Exercise prompt: Output the listing below verbatim.

Input:
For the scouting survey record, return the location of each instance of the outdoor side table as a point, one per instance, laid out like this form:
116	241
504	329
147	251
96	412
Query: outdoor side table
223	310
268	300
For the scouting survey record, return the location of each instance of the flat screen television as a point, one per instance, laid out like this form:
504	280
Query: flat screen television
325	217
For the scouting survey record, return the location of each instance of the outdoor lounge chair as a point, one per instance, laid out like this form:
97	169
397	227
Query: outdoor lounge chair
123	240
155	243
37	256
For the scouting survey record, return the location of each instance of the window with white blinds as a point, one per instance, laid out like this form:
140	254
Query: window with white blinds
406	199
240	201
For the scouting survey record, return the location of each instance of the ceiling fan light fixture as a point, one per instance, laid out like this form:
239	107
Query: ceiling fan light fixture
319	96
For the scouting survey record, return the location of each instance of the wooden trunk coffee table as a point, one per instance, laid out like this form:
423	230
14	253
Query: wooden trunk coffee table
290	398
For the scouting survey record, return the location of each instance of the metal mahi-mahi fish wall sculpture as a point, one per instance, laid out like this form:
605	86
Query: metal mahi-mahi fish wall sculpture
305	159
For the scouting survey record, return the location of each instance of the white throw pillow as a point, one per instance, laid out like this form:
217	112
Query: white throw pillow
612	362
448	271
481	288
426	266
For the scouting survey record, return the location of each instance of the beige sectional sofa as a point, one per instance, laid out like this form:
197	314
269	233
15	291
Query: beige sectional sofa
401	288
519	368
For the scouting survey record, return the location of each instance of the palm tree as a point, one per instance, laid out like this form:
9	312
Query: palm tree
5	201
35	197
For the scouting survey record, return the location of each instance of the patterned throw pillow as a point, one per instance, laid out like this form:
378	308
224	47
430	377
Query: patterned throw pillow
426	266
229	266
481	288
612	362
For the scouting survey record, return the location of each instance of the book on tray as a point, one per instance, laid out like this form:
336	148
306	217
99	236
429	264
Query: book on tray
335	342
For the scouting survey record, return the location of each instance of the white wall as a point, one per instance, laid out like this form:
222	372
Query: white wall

Answer to this task:
For the scouting survey record, return the location of each instance of the outdoor side table as a point, one per instance, laid out like this form:
116	241
504	329
147	251
96	412
Query: outdoor side table
223	310
268	300
For the scouting survey record, return the location of each instance of the flat screen television as a point, one per instance, laid out like this form:
504	280
Query: flat screen television
325	217
For the scouting survey record, return the location of each instance of the outdoor lounge chair as a point, one per instance, laid out like this form:
97	169
397	227
Query: outdoor lounge chair
123	240
155	243
37	256
For the scouting survey record, return the location of each instance of the window with white blinds as a point, one per instance, laid out like this form:
140	254
Query: window with white blinds
406	199
240	201
For the scouting survey record, return the location of each instance of the ceiling fan light fixture as a point, one per instance, laid out like this form:
239	107
Query: ceiling fan light fixture
319	96
For the scouting survey record, return the location of each instance of the wooden trunk coffee table as a point, one per instance, laid out like this form:
423	230
14	253
Query: wooden trunk coffee table
290	398
For the scouting survey record, return the location of each instance of the metal mahi-mahi fish wall sculpture as a point, one per instance, laid out like this form:
605	86
Query: metal mahi-mahi fish wall sculpture
305	159
For the scouting survey record, return the location of each instance of the white throw pillow as a point, one per instance, laid out like this form:
217	112
Query: white throw pillow
612	362
448	271
481	288
426	266
For the scouting survey record, return the location of each instance of the beige sectional sofa as a point, one per instance, laid out like this form:
197	314
269	233
15	291
Query: beige sectional sofa
401	288
519	368
For the scouting survey record, return the location of each instance of the palm tree as a point, one per instance, laid out like this form:
9	312
Query: palm tree
5	201
35	197
For the scouting survey record, return the location of each instance of the patterned throw pillow as a point, one per instance, laid out like this form:
378	308
224	47
430	377
Query: patterned throw pillow
426	266
229	266
481	288
612	362
For the scouting survey record, return the location of each instance of the book on tray as a point, one per instance, laid out like this form:
336	148
306	217
99	236
429	264
Query: book on tray
335	342
For the scouting survey record, return the location of each instance of the white wall as a point, one per instance, laid out like this form:
222	372
Query: white wall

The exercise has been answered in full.